* _DO THIS_: Extract every line of the records that contains the word "alloy", copying each one in full.

····················

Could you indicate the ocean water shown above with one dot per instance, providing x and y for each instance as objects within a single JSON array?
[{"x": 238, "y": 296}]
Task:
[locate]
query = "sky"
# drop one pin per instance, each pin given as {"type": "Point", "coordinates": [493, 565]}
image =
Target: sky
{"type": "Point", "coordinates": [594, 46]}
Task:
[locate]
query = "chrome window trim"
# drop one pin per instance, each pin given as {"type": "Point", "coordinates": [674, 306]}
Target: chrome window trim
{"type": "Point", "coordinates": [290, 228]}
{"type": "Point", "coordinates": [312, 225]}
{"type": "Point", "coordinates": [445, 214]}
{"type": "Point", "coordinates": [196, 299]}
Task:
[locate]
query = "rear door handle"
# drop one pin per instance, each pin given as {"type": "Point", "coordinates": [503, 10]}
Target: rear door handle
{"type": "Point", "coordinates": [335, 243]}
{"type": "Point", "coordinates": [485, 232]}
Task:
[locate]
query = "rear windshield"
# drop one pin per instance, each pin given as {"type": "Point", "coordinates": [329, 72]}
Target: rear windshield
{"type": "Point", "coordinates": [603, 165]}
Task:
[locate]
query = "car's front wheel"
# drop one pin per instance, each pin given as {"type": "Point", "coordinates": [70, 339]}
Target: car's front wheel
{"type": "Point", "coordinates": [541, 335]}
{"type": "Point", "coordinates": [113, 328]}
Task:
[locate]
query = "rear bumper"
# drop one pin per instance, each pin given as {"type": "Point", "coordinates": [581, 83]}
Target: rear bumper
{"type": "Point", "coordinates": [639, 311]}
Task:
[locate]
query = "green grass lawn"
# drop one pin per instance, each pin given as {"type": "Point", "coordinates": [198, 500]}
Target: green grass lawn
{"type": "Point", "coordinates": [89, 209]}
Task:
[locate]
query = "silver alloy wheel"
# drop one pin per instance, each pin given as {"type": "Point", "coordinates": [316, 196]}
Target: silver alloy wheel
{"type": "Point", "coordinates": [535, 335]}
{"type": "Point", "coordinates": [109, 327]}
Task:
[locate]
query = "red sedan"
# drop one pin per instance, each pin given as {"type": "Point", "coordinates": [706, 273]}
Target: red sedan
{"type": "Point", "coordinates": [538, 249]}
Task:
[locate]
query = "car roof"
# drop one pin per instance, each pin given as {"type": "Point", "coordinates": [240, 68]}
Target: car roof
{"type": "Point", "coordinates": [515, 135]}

····················

* _THE COMPLETED TASK_:
query = "silver alloy wheel"
Target: silver alloy wheel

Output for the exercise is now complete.